[Saved entries]

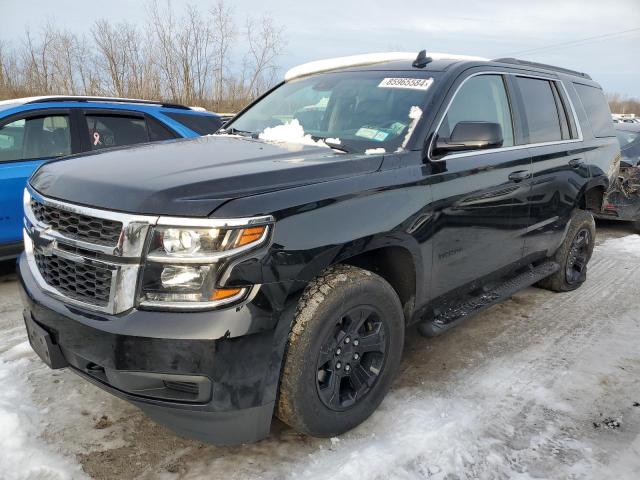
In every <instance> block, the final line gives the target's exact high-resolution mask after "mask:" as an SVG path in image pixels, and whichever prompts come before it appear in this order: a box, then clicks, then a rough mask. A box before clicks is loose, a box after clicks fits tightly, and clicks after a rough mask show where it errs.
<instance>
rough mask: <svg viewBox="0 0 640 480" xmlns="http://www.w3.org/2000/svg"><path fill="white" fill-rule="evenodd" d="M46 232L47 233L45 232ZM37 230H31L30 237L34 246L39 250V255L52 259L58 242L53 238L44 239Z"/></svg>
mask: <svg viewBox="0 0 640 480" xmlns="http://www.w3.org/2000/svg"><path fill="white" fill-rule="evenodd" d="M45 232H46V231H45ZM45 232H40V231H39V230H37V229H36V228H35V227H33V226H32V227H31V228H30V232H29V233H30V235H29V236H30V237H31V241H32V242H33V246H34V247H35V248H36V249H37V250H38V252H39V253H41V254H42V255H44V256H45V257H50V256H51V255H52V254H53V248H54V247H55V245H56V241H55V240H54V239H52V238H44V237H43V236H42V233H45Z"/></svg>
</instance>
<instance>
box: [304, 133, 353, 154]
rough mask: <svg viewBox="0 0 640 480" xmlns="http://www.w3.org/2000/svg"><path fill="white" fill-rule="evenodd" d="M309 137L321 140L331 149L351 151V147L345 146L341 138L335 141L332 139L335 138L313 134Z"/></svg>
mask: <svg viewBox="0 0 640 480" xmlns="http://www.w3.org/2000/svg"><path fill="white" fill-rule="evenodd" d="M311 138H313V139H314V140H316V141H318V140H321V141H323V142H324V143H325V144H326V145H327V146H328V147H329V148H332V149H333V150H338V151H340V152H344V153H351V149H350V148H349V147H346V146H345V145H344V144H343V143H342V141H341V140H338V141H337V142H333V141H332V140H336V139H335V138H329V137H315V136H312V137H311Z"/></svg>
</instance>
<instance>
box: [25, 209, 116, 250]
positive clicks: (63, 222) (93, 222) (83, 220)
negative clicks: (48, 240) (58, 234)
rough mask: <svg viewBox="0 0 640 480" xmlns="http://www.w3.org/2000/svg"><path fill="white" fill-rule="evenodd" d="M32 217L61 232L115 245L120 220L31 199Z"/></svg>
mask: <svg viewBox="0 0 640 480" xmlns="http://www.w3.org/2000/svg"><path fill="white" fill-rule="evenodd" d="M31 211H32V212H33V215H34V217H35V218H36V219H37V220H38V221H39V222H40V223H43V224H45V225H48V226H49V227H51V228H52V229H53V230H55V231H57V232H60V233H61V234H63V235H65V236H68V237H71V238H77V239H79V240H84V241H87V242H91V243H97V244H100V245H109V246H113V245H117V244H118V240H119V239H120V233H121V232H122V222H117V221H114V220H107V219H104V218H96V217H91V216H88V215H82V214H80V213H76V212H70V211H66V210H63V209H60V208H56V207H53V206H50V205H45V204H43V203H40V202H38V201H37V200H34V199H31Z"/></svg>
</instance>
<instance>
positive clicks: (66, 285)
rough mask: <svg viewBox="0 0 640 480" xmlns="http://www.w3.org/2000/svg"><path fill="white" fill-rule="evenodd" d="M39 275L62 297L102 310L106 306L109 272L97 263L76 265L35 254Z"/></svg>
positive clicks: (109, 270) (80, 263)
mask: <svg viewBox="0 0 640 480" xmlns="http://www.w3.org/2000/svg"><path fill="white" fill-rule="evenodd" d="M34 257H35V261H36V264H37V266H38V270H39V271H40V275H42V278H44V280H45V282H47V284H48V285H50V286H52V287H54V288H55V289H56V290H58V291H59V292H61V293H63V294H64V295H66V296H68V297H70V298H74V299H76V300H79V301H81V302H85V303H89V304H92V305H98V306H101V307H104V306H107V305H108V304H109V294H110V292H111V277H112V273H113V272H112V270H110V269H109V268H107V267H105V266H103V265H100V264H98V263H96V262H91V261H87V263H76V262H72V261H71V260H67V259H66V258H63V257H60V256H58V255H55V254H53V255H51V256H45V255H43V254H42V253H40V252H38V251H35V252H34Z"/></svg>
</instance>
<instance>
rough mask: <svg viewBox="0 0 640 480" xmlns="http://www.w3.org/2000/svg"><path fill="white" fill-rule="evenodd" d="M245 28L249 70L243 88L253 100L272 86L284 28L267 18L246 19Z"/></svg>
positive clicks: (284, 45)
mask: <svg viewBox="0 0 640 480" xmlns="http://www.w3.org/2000/svg"><path fill="white" fill-rule="evenodd" d="M245 28H246V32H245V35H246V39H247V45H248V49H249V52H248V54H247V57H248V59H249V61H248V65H249V69H250V71H249V77H248V83H247V85H246V87H245V88H246V92H247V94H248V95H249V96H250V97H252V98H255V97H256V96H258V95H259V94H260V92H263V91H264V90H266V89H267V87H268V86H269V85H271V84H273V82H274V77H275V74H276V72H277V69H278V65H277V63H276V61H277V59H278V57H279V56H280V54H281V53H282V50H283V48H284V47H285V45H286V41H285V39H284V28H283V27H280V26H277V25H276V24H275V22H274V20H273V18H272V17H269V16H262V17H260V18H259V19H258V20H254V19H252V18H251V17H249V18H247V21H246V26H245Z"/></svg>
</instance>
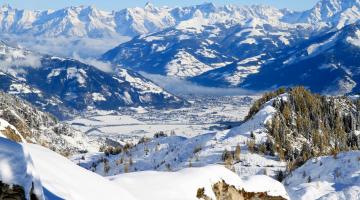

#### Activity:
Retype the records in full, exactly as given, and omit the pictures.

#### Exercise output:
In every <instance> block, the final line gives the target's exact high-resolution mask after "mask:" as an SVG path in image pixels, and whichever prompts come before it appear in this order: a box, then clicks, then a rough mask. A box before clicks is loose, a box after clicks fits tightly, and clicks after a rough mask show where it errs.
<instance>
rough mask: <svg viewBox="0 0 640 480" xmlns="http://www.w3.org/2000/svg"><path fill="white" fill-rule="evenodd" d="M46 232L47 233L45 232ZM37 230H31L30 237L34 246L39 250V255L52 259L58 242L53 238L44 239Z"/></svg>
mask: <svg viewBox="0 0 640 480" xmlns="http://www.w3.org/2000/svg"><path fill="white" fill-rule="evenodd" d="M45 232H46V231H45ZM45 232H40V231H39V230H37V229H36V228H35V227H33V226H32V227H31V228H30V232H29V233H30V235H29V236H30V237H31V241H32V242H33V246H34V247H35V248H36V249H37V250H38V252H39V253H41V254H42V255H44V256H45V257H50V256H51V255H52V254H53V248H54V247H55V245H56V241H55V240H54V239H52V238H44V237H43V236H42V233H45Z"/></svg>
</instance>
<instance>
box: [304, 133, 353, 154]
rough mask: <svg viewBox="0 0 640 480" xmlns="http://www.w3.org/2000/svg"><path fill="white" fill-rule="evenodd" d="M309 137L321 140L331 149L351 151V147L345 146L341 138L335 141L332 139L335 138L313 134Z"/></svg>
mask: <svg viewBox="0 0 640 480" xmlns="http://www.w3.org/2000/svg"><path fill="white" fill-rule="evenodd" d="M311 138H313V139H314V140H316V141H318V140H321V141H323V142H324V143H325V144H326V145H327V146H328V147H329V148H332V149H333V150H338V151H340V152H344V153H351V149H350V148H349V147H346V146H345V145H344V144H343V143H342V141H341V140H338V141H337V142H333V141H332V140H336V139H335V138H329V137H315V136H312V137H311Z"/></svg>
</instance>
<instance>
box: [25, 209, 116, 250]
positive clicks: (63, 222) (93, 222) (83, 220)
negative clicks: (48, 240) (58, 234)
rough mask: <svg viewBox="0 0 640 480" xmlns="http://www.w3.org/2000/svg"><path fill="white" fill-rule="evenodd" d="M32 217L61 232L115 245L120 220L31 199Z"/></svg>
mask: <svg viewBox="0 0 640 480" xmlns="http://www.w3.org/2000/svg"><path fill="white" fill-rule="evenodd" d="M31 211H32V212H33V215H34V217H35V218H36V219H37V220H38V221H39V222H40V223H43V224H45V225H48V226H49V227H51V228H52V229H53V230H55V231H57V232H60V233H61V234H63V235H65V236H68V237H71V238H77V239H79V240H84V241H87V242H91V243H97V244H100V245H109V246H113V245H117V244H118V240H119V239H120V233H121V232H122V222H117V221H114V220H107V219H104V218H96V217H91V216H88V215H82V214H80V213H76V212H70V211H66V210H63V209H60V208H56V207H53V206H50V205H45V204H43V203H40V202H38V201H37V200H34V199H31Z"/></svg>
</instance>
<instance>
positive clicks: (66, 285)
rough mask: <svg viewBox="0 0 640 480" xmlns="http://www.w3.org/2000/svg"><path fill="white" fill-rule="evenodd" d="M39 275L62 297L102 310L106 306L109 272L97 263L76 265L35 254Z"/></svg>
positive clicks: (109, 270) (80, 263)
mask: <svg viewBox="0 0 640 480" xmlns="http://www.w3.org/2000/svg"><path fill="white" fill-rule="evenodd" d="M34 257H35V261H36V264H37V266H38V270H39V271H40V275H42V278H44V280H45V282H47V284H48V285H50V286H52V287H54V288H55V289H56V290H58V291H59V292H61V293H63V294H64V295H66V296H68V297H70V298H74V299H76V300H79V301H81V302H85V303H89V304H92V305H98V306H101V307H104V306H107V305H108V304H109V294H110V292H111V277H112V273H113V272H112V270H110V269H109V268H107V267H105V266H103V265H100V264H98V263H96V262H91V261H87V263H76V262H72V261H71V260H67V259H66V258H63V257H60V256H58V255H55V254H53V255H51V256H45V255H43V254H42V253H40V252H38V251H35V252H34Z"/></svg>
</instance>
<instance>
rough mask: <svg viewBox="0 0 640 480" xmlns="http://www.w3.org/2000/svg"><path fill="white" fill-rule="evenodd" d="M245 28L249 70L243 88L253 100L272 86L284 28L267 18L246 19Z"/></svg>
positive clicks: (284, 45)
mask: <svg viewBox="0 0 640 480" xmlns="http://www.w3.org/2000/svg"><path fill="white" fill-rule="evenodd" d="M245 28H246V32H245V35H246V39H247V45H248V49H249V52H248V54H247V57H248V59H249V61H248V65H249V69H250V71H249V77H248V83H247V85H246V87H245V88H246V92H247V94H248V95H249V96H250V97H252V98H255V97H256V96H258V95H259V94H260V92H263V91H264V90H266V89H267V87H268V86H269V85H271V84H273V82H274V77H275V74H276V72H277V69H278V65H277V63H276V61H277V59H278V57H279V56H280V54H281V53H282V50H283V48H284V47H285V45H286V41H285V39H284V28H283V27H280V26H277V25H276V24H275V22H274V20H273V18H272V17H269V16H262V17H260V18H259V19H258V20H254V19H252V18H251V17H249V18H247V21H246V26H245Z"/></svg>
</instance>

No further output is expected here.